Stored items:
* * *

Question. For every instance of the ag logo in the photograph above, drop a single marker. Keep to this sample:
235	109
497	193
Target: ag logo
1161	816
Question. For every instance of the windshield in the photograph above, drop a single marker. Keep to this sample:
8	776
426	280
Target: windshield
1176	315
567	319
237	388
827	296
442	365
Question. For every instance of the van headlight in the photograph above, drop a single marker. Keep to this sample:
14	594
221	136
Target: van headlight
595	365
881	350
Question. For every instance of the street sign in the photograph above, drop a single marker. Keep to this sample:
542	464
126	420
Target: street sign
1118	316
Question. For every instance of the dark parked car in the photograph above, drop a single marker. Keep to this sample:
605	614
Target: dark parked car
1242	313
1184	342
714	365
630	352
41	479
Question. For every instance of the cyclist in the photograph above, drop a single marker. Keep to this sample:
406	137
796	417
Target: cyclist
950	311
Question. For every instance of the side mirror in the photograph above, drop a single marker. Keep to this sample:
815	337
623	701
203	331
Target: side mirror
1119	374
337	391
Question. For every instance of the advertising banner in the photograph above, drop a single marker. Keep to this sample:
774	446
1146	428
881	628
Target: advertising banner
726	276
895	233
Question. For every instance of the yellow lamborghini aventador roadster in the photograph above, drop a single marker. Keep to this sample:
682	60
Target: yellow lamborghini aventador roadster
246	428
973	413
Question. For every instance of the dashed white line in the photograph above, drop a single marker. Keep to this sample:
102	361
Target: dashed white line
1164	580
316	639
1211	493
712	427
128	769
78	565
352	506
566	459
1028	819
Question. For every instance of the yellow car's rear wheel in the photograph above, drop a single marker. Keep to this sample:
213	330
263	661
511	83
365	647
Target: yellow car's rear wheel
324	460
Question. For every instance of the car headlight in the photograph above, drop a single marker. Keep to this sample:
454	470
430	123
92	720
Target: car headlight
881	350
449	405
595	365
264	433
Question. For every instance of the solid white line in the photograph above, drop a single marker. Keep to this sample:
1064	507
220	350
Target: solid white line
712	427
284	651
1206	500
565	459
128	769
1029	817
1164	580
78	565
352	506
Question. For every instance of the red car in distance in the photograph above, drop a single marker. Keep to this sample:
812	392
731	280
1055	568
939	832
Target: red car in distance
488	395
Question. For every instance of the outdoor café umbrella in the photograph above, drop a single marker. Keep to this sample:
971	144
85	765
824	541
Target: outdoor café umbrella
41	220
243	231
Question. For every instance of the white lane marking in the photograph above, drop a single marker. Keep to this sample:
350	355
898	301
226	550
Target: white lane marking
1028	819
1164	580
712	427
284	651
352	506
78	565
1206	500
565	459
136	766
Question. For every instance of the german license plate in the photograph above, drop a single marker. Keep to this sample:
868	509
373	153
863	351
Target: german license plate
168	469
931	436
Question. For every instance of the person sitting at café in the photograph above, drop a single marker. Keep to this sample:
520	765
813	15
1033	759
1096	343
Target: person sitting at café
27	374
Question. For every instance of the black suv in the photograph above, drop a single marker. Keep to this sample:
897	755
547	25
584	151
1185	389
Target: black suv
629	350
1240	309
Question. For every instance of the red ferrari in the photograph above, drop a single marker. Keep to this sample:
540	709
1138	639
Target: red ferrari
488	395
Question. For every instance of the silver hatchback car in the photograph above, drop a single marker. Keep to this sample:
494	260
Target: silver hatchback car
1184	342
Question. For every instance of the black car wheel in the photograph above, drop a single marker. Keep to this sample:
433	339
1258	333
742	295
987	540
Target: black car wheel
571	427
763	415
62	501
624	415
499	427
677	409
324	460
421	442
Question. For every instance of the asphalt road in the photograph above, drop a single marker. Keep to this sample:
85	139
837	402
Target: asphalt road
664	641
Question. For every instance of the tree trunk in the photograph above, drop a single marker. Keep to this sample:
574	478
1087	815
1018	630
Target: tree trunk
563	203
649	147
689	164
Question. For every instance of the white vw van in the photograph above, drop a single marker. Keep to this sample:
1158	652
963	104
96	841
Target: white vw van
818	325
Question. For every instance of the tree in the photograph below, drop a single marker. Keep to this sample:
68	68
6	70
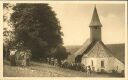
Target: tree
36	28
7	31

* * *

Request:
Copy all of the entries verbatim, leaving out any pictures they contain.

The answer:
Question. For every instance of the ag logo in the photograph above, drop a single marker. Keep to this sample:
235	109
497	193
Target: ag logo
1161	816
Question. For every instance of the windshield in the photograph above, drop a single marker. Keep to this sample:
8	776
426	280
Target: windshield
1176	315
567	319
237	388
827	296
442	365
Question. For every instance of the van headlight in the photograph above, drop a single marker. Keep to this sample:
14	594
221	136
Target: van headlight
595	365
881	350
Question. For every instance of the street sign in the photograph above, drop a single marker. Keep to this sample:
542	464
126	420
Target: street sign
1118	316
Question. For every instance of the dark parked car in the photograph above, drop a single marker. Keep to this sample:
605	614
Target: dark parked car
1242	313
1184	342
714	365
630	352
41	479
Question. For every instance of the cyclist in the photograph above, drop a single marker. Keep to this sample:
406	137
796	417
Target: cyclist
950	311
Question. For every instance of the side mirror in the photograph above, drop a single marker. Keep to this sample:
815	337
623	701
203	331
Target: side mirror
1119	374
337	391
Question. For every instance of the advertising banner in the photograph above, drop a single marker. Keep to this sample:
774	446
1146	428
881	628
Target: advertising banner
726	276
895	233
Question. For every instance of the yellow lamborghini aventador roadster in the photograph above, drop a single marker. Keep to this sample:
682	60
Target: yellow lamborghini aventador roadster
246	428
973	413
Question. For every instance of the dashed white line in the photograph above, drop a single marker. Keep to this sample:
102	361
Target: dashed white line
1164	580
316	639
1211	493
712	427
128	769
78	565
352	506
566	459
1028	819
Question. For every instance of the yellow car's rear wheel in the photograph above, drop a single marker. Keep to this sample:
213	330
263	661
511	83
365	647
Target: yellow car's rear wheel
324	460
Question. For every instance of the car headlight in the photograph above, drop a single marker. Keep to this sample:
454	470
430	123
92	720
Target: car headlight
881	350
449	405
595	365
264	433
Question. For every instance of the solid white line in the photograph above, drop a single marker. Keep to this sample:
1064	507
220	350
Target: solid white line
712	427
284	651
1206	500
565	459
128	769
1029	817
1164	580
78	565
352	506
Question. For every instance of the red car in distance in the photograph above, drop a single marker. Keep to this sample:
812	392
731	280
1055	568
939	832
Target: red car in distance
488	395
Question. For every instance of the outdoor café umbrella in the photograph above, drop a single marker. Keep to this sample:
971	144
85	765
824	541
Target: outdoor café umbrella
41	220
243	231
Question. For every instance of the white lane marking in the photograph above, drop a single marker. Keep to this sample:
350	355
898	301
226	550
Target: white lane marking
1028	819
1164	580
712	427
284	651
352	506
78	565
1206	500
565	459
136	766
Question. For every instance of the german license plate in the photograph above, drop a single marker. Keep to this sample:
868	509
373	153
863	351
Target: german license plate
168	469
931	436
Question. For every instance of the person sitting at café in the photograph above, drop a single marker. Keep to this sample:
520	765
813	15
1033	759
1096	343
Target: person sitting at café
27	374
Question. For every instance of the black suv in the photograph above, drop a single marker. Keep to this sample:
897	755
547	25
584	151
1185	389
Target: black suv
629	350
1240	309
Question. For every instance of the red ferrari in the photograph above, drop a single marker. Keep to this sample:
540	709
1138	639
Target: red ferrari
488	395
Question. For every instance of the silver hatchback car in the photograph above, drop a single marker. Keep to this sample:
494	260
Target: silver hatchback car
1184	342
Question. For every instance of the black car wheel in the photograph above, drop a single marker. Keep to this sample:
433	339
1258	333
742	295
987	540
Target: black car wheel
571	427
763	415
62	501
624	415
499	427
677	409
324	460
421	442
Question. For every instance of the asphalt road in the photograph above, drop a single marker. Keep to this sample:
85	139
837	402
Target: asphalt road
664	641
Question. For every instance of the tree trunk in the photograph above, drop a single marker. Keep to this sample:
574	478
1087	815
1018	630
Target: tree trunk
563	203
649	147
689	164
Question. For every instance of the white vw van in the photograph above, drop a single marker. Keep to this sample:
1158	652
963	104
96	841
Target: white vw van
818	325
Question. For every instance of the tree in the photograph below, drop a single marker. Keep to this sample:
68	68
6	70
Target: tree
36	28
7	31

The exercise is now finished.